ACTIVITY >> With no edits of any kind, print each record that follows.

TASK DATA >>
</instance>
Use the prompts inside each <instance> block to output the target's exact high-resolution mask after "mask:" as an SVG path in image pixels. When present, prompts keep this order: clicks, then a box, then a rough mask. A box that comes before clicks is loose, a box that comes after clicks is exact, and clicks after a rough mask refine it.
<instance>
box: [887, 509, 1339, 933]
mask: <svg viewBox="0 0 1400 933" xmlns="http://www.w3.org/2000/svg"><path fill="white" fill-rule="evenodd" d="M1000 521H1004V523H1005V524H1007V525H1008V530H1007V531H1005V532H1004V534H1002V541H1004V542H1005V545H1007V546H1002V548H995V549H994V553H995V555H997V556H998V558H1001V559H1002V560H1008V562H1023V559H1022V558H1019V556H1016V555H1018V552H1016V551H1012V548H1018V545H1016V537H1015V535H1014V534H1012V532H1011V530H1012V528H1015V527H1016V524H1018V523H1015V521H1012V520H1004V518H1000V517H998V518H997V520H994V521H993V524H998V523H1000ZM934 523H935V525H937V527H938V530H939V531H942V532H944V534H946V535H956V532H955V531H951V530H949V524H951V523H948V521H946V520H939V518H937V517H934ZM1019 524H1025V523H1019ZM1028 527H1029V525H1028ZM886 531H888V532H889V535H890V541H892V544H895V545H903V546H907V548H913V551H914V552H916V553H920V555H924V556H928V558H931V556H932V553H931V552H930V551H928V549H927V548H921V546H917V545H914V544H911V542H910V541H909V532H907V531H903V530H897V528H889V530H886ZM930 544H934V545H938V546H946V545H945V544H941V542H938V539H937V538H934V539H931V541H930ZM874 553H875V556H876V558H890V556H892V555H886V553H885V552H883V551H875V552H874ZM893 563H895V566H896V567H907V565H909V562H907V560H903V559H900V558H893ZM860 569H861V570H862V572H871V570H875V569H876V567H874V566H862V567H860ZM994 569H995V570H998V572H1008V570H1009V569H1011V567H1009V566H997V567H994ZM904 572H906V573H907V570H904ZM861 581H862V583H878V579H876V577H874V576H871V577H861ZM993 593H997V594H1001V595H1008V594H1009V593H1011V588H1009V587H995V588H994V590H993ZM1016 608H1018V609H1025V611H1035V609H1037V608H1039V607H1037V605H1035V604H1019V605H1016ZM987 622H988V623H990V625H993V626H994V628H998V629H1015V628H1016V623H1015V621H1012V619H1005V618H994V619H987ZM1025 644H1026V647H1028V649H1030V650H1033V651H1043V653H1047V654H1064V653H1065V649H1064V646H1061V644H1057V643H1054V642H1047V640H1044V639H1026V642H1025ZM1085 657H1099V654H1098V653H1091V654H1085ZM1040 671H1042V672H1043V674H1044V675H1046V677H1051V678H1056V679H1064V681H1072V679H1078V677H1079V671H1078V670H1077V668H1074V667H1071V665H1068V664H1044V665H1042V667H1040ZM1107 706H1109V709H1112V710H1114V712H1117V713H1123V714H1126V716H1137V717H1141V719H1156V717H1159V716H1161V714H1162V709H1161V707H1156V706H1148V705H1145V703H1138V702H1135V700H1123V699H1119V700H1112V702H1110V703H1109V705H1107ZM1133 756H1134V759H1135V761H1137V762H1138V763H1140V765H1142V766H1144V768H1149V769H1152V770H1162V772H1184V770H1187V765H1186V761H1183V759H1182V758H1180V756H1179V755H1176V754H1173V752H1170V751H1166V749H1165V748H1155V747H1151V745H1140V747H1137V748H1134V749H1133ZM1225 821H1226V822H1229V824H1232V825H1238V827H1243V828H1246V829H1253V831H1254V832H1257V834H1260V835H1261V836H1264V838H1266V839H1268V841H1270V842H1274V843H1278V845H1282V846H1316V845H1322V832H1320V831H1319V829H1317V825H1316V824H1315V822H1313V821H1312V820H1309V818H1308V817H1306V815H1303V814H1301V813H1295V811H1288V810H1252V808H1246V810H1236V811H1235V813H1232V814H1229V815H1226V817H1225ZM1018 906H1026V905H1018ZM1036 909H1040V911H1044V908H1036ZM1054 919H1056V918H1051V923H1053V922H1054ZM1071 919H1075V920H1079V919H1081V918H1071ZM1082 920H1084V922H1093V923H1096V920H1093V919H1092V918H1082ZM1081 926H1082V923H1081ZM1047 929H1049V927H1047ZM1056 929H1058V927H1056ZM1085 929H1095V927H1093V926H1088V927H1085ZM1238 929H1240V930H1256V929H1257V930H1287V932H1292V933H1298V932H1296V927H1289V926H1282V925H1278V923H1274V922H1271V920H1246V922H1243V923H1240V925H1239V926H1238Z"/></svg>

RESPONSE TO THE EXERCISE >>
</instance>
Use the prompts inside each <instance> block to output the target's exact high-resolution mask after "mask:" as an SVG path in image pixels. When present, prompts keep this order: clicks, then a box, then a rough mask. A box that comes before clicks is loose, a box that comes after clicks is exact, and clicks after a rough mask refine it.
<instance>
box: [887, 509, 1339, 933]
mask: <svg viewBox="0 0 1400 933" xmlns="http://www.w3.org/2000/svg"><path fill="white" fill-rule="evenodd" d="M1000 521H1004V523H1005V524H1007V525H1008V530H1007V531H1005V532H1004V534H1002V541H1004V542H1005V545H1007V546H1002V548H995V549H994V553H995V555H997V556H998V558H1001V559H1002V560H1008V562H1023V559H1022V558H1019V556H1016V555H1018V552H1016V551H1012V548H1018V545H1016V537H1015V535H1014V534H1012V532H1011V530H1012V528H1015V527H1016V524H1018V523H1015V521H1012V520H1004V518H1000V517H998V518H997V520H994V521H993V524H998V523H1000ZM934 523H935V525H937V527H938V530H939V531H942V532H944V534H946V535H956V532H955V531H951V530H949V524H951V523H948V521H946V520H939V518H937V517H934ZM1019 524H1025V523H1019ZM1028 527H1029V525H1028ZM886 531H888V532H889V535H890V541H892V544H895V545H903V546H907V548H913V551H914V552H916V553H920V555H924V556H928V558H931V556H932V553H931V552H930V551H928V549H927V548H921V546H917V545H914V544H911V542H910V541H909V532H907V531H903V530H897V528H889V530H886ZM930 544H934V545H938V546H946V545H945V544H941V542H938V539H937V538H934V539H931V541H930ZM874 553H875V556H876V558H890V556H892V555H886V553H885V552H883V551H875V552H874ZM893 563H895V566H896V567H907V565H909V562H907V560H903V559H900V558H893ZM860 569H861V570H862V572H871V570H875V569H876V567H874V566H862V567H860ZM994 569H995V570H998V572H1008V570H1009V569H1011V567H1009V566H997V567H994ZM904 572H906V573H907V570H904ZM861 581H862V583H878V579H876V577H874V576H871V577H861ZM993 593H997V594H1001V595H1008V594H1009V593H1011V588H1009V587H995V588H994V590H993ZM1016 608H1018V609H1025V611H1035V609H1037V608H1039V607H1037V605H1035V604H1019V605H1016ZM987 622H988V623H990V625H993V626H994V628H998V629H1015V628H1016V623H1015V621H1012V619H1005V618H994V619H987ZM1025 644H1026V647H1028V649H1030V650H1033V651H1043V653H1047V654H1064V653H1065V649H1064V646H1061V644H1057V643H1054V642H1047V640H1044V639H1026V642H1025ZM1085 657H1099V654H1098V653H1091V654H1085ZM1040 671H1042V672H1043V674H1044V675H1046V677H1051V678H1056V679H1064V681H1072V679H1078V677H1079V671H1078V670H1077V668H1074V667H1071V665H1068V664H1044V665H1042V667H1040ZM1107 706H1109V709H1112V710H1114V712H1117V713H1123V714H1126V716H1137V717H1141V719H1156V717H1159V716H1161V714H1162V709H1161V707H1156V706H1148V705H1145V703H1138V702H1135V700H1123V699H1119V700H1112V702H1110V703H1109V705H1107ZM1133 756H1134V759H1135V761H1137V762H1138V763H1140V765H1142V766H1144V768H1149V769H1152V770H1162V772H1184V770H1187V765H1186V761H1183V759H1182V758H1180V756H1179V755H1176V754H1173V752H1170V751H1166V749H1165V748H1155V747H1151V745H1140V747H1137V748H1134V749H1133ZM1225 821H1226V822H1229V824H1232V825H1238V827H1243V828H1246V829H1253V831H1254V832H1257V834H1260V835H1261V836H1264V838H1266V839H1268V841H1270V842H1274V843H1278V845H1282V846H1316V845H1322V832H1320V831H1319V829H1317V825H1316V824H1315V822H1313V821H1312V820H1309V818H1308V817H1306V815H1303V814H1301V813H1295V811H1288V810H1252V808H1246V810H1236V811H1235V813H1232V814H1229V815H1226V817H1225ZM1018 906H1026V905H1018ZM1036 909H1040V911H1044V908H1036ZM1054 919H1056V918H1051V923H1053V922H1054ZM1071 919H1075V920H1079V919H1081V918H1071ZM1082 920H1084V922H1093V923H1096V920H1093V919H1092V918H1082ZM1081 926H1082V923H1081ZM1047 929H1049V927H1047ZM1056 929H1058V927H1056ZM1085 929H1095V927H1093V926H1088V927H1085ZM1238 929H1240V930H1256V929H1257V930H1287V932H1292V933H1298V932H1296V927H1289V926H1282V925H1278V923H1274V922H1271V920H1246V922H1243V923H1240V925H1239V926H1238Z"/></svg>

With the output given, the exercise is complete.